#### Region pointing data:
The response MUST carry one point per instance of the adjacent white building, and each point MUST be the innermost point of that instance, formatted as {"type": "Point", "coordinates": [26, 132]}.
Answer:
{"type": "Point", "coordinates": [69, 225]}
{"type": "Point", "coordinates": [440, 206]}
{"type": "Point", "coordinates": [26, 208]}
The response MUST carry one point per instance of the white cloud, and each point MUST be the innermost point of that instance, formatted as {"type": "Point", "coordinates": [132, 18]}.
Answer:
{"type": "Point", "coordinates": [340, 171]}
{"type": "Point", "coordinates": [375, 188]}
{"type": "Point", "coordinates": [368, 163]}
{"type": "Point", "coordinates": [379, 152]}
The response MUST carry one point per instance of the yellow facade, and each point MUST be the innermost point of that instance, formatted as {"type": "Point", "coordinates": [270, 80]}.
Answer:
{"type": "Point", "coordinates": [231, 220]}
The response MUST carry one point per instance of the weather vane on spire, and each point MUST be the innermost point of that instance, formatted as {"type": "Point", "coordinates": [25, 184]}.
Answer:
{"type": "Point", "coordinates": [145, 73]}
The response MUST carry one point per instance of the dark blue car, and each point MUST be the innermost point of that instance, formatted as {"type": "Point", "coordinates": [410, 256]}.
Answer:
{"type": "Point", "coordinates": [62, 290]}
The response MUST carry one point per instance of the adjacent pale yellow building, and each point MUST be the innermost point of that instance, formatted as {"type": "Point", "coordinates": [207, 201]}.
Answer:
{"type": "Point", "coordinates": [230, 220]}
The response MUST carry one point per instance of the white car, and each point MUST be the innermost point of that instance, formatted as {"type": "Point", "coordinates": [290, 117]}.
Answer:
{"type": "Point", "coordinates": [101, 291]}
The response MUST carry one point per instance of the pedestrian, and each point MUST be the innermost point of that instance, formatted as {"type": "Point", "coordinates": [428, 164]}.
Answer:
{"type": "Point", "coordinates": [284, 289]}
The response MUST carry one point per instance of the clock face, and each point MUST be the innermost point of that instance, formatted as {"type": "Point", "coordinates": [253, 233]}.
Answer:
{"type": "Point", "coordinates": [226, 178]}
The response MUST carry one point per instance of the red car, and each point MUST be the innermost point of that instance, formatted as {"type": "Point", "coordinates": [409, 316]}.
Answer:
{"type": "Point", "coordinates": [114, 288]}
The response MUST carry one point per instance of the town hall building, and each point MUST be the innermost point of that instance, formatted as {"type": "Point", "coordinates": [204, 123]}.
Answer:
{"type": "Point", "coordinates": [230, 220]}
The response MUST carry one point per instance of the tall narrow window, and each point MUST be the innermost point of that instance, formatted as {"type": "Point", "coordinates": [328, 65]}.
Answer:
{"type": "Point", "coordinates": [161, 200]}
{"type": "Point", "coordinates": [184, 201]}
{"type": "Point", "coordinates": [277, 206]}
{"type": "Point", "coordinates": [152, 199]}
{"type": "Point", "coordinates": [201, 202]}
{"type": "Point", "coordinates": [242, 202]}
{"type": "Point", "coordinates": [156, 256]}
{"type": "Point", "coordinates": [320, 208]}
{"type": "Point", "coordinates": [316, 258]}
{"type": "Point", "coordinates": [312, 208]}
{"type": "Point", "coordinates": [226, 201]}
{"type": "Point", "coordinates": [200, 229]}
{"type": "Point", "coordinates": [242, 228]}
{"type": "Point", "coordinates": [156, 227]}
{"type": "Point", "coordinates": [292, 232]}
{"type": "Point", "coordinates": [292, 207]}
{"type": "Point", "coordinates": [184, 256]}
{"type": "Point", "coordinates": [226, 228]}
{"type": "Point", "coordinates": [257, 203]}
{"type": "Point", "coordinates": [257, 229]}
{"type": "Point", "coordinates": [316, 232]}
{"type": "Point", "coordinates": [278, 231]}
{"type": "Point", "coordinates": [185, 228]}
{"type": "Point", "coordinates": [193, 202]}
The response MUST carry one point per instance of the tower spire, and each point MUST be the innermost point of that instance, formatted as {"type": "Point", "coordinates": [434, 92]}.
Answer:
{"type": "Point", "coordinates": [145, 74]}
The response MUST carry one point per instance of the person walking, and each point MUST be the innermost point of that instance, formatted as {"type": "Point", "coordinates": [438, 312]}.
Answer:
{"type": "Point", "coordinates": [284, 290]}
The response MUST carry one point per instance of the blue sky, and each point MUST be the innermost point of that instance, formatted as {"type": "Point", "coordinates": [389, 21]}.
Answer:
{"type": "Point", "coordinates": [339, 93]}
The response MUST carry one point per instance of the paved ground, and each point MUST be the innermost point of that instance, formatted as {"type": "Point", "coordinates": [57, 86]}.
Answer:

#### INSTRUCTIONS TO FOLLOW:
What is wanted is the full set of entries above, reproduced exactly.

#### WRITTEN SOLUTION:
The response MUST carry one point per instance of the adjacent white building, and each point MUST be the innermost point of that instance, formatted as {"type": "Point", "coordinates": [26, 132]}.
Answer:
{"type": "Point", "coordinates": [69, 225]}
{"type": "Point", "coordinates": [440, 206]}
{"type": "Point", "coordinates": [26, 208]}
The response MUST carry one point per instance of the white cloud, and each point MUST be the innermost point of that instance, formatted as {"type": "Point", "coordinates": [132, 18]}.
Answer:
{"type": "Point", "coordinates": [340, 171]}
{"type": "Point", "coordinates": [375, 188]}
{"type": "Point", "coordinates": [368, 163]}
{"type": "Point", "coordinates": [379, 152]}
The response MUST carry one point per instance of the yellow facade, and each point MUST be the innermost point of that instance, formatted as {"type": "Point", "coordinates": [270, 80]}.
Answer:
{"type": "Point", "coordinates": [231, 220]}
The response MUST carry one point per instance of the weather vane on spire, and each point MUST be the innermost point of that instance, formatted as {"type": "Point", "coordinates": [25, 184]}.
Answer:
{"type": "Point", "coordinates": [145, 73]}
The response MUST carry one point per instance of the dark blue car, and each point MUST be the innermost point of that instance, formatted as {"type": "Point", "coordinates": [410, 256]}.
Answer:
{"type": "Point", "coordinates": [62, 290]}
The response MUST carry one point per instance of the adjacent pale yellow building, and each point MUST be the innermost point of that instance, formatted as {"type": "Point", "coordinates": [207, 201]}.
Answer:
{"type": "Point", "coordinates": [230, 220]}
The response MUST carry one point per instance of the white car, and each point MUST be the innermost point of that instance, formatted as {"type": "Point", "coordinates": [290, 117]}.
Answer:
{"type": "Point", "coordinates": [101, 291]}
The response MUST carry one point per instance of the pedestrian, and each point MUST be the innermost point of that instance, formatted as {"type": "Point", "coordinates": [428, 164]}.
Answer:
{"type": "Point", "coordinates": [284, 289]}
The response MUST carry one point per instance of the clock face, and each point MUST be the innermost point of that instance, formatted as {"type": "Point", "coordinates": [253, 233]}.
Answer:
{"type": "Point", "coordinates": [226, 178]}
The response MUST carry one point per instance of the red car, and each point MUST be the innermost point of that instance, formatted as {"type": "Point", "coordinates": [409, 316]}.
Answer:
{"type": "Point", "coordinates": [114, 288]}
The response MUST carry one point per instance of the town hall building, and each point MUST be the innermost point of that instance, formatted as {"type": "Point", "coordinates": [204, 123]}.
Answer:
{"type": "Point", "coordinates": [230, 220]}
The response MUST carry one point per instance of the tall narrow window, and each point MUST be the innermost point of that instance, formatted as {"type": "Point", "coordinates": [328, 65]}.
Answer:
{"type": "Point", "coordinates": [161, 200]}
{"type": "Point", "coordinates": [184, 201]}
{"type": "Point", "coordinates": [277, 206]}
{"type": "Point", "coordinates": [152, 199]}
{"type": "Point", "coordinates": [201, 202]}
{"type": "Point", "coordinates": [242, 202]}
{"type": "Point", "coordinates": [156, 256]}
{"type": "Point", "coordinates": [320, 208]}
{"type": "Point", "coordinates": [316, 258]}
{"type": "Point", "coordinates": [312, 208]}
{"type": "Point", "coordinates": [226, 201]}
{"type": "Point", "coordinates": [200, 229]}
{"type": "Point", "coordinates": [242, 228]}
{"type": "Point", "coordinates": [156, 227]}
{"type": "Point", "coordinates": [292, 232]}
{"type": "Point", "coordinates": [292, 207]}
{"type": "Point", "coordinates": [184, 256]}
{"type": "Point", "coordinates": [226, 228]}
{"type": "Point", "coordinates": [257, 203]}
{"type": "Point", "coordinates": [257, 229]}
{"type": "Point", "coordinates": [316, 232]}
{"type": "Point", "coordinates": [278, 231]}
{"type": "Point", "coordinates": [185, 228]}
{"type": "Point", "coordinates": [193, 202]}
The response MUST carry one point per instance of the tower spire, and each point MUST be the innermost point of that instance, formatted as {"type": "Point", "coordinates": [434, 92]}.
Answer:
{"type": "Point", "coordinates": [145, 74]}
The response MUST carry one point per instance of the person walking, and each point MUST be the innermost point of that instance, formatted as {"type": "Point", "coordinates": [438, 312]}.
Answer:
{"type": "Point", "coordinates": [284, 290]}
The response MUST carry one point per instance of the blue sky, and each point MUST be the innermost point of that instance, formatted as {"type": "Point", "coordinates": [389, 21]}.
Answer:
{"type": "Point", "coordinates": [339, 93]}
The response MUST carry one point per instance of the paved ground, and each point MUST be the innermost point of that instance, formatted as {"type": "Point", "coordinates": [57, 86]}.
Answer:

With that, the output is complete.